■ Provided passage:
************

A warm CPU affects timekeeping

Here's an interesting result - a PC which is normally fairly lightly loaded runs a particular job once a week.  During the job, the CPU is used intensively, and jumps up from a few percent to almost 100% usage.  CPU gets hot, warms the interior of the PC and hence the clock crystal, so NTP starts to compensate for the warming by changing the system clock divider.  While the rate is changing to accommodate the new crystal frequency, there is an offset as a result.  This quite neatly captured in the graphs below.  Note that the offset may exceed 3.0 milliseconds - it's clipped for presentation purposes.

.. and here's another view from my NTP Plotter program showing show offset is related to the rate of change of frequency,

.. and another view, this time from the Meinberg NTP Time Server Monitor program:

  

New method with automatic scaling

An alternative first suggested by John Say is to plot positive and negative offsets as two separate graphs.  Although John didn't use this, it would allow automatic scaling rather than the fixed scaling of the earlier approach.  I have based the suggested Perl script and MRTG configuration file on John's approach, and I'm using microseconds rather than milliseconds as it suits my systems better (although the prospect of seeing kµsec rather than milliseconds is rather offensive!)  These files are my first attempt, and will likely be revised in the light of experience.

************

■ Task details: Copy out the passage on CPU heat and timekeeping, starting with "Here's an interesting" and going on through "for presentation purposes.". Swap "crystal" for "oscillator" wherever it appears.

Point-based annotation data:

************

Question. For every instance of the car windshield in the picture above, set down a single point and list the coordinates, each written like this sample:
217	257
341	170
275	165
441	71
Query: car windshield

************

■ Answer for this exercise:
Here's an interesting result - a PC which is normally fairly lightly loaded runs a particular job once a week.  During the job, the CPU is used intensively, and jumps up from a few percent to almost 100% usage.  CPU gets hot, warms the interior of the PC and hence the clock oscillator, so NTP starts to compensate for the warming by changing the system clock divider.  While the rate is changing to accommodate the new oscillator frequency, there is an offset as a result.  This quite neatly captured in the graphs below.  Note that the offset may exceed 3.0 milliseconds - it's clipped for presentation purposes.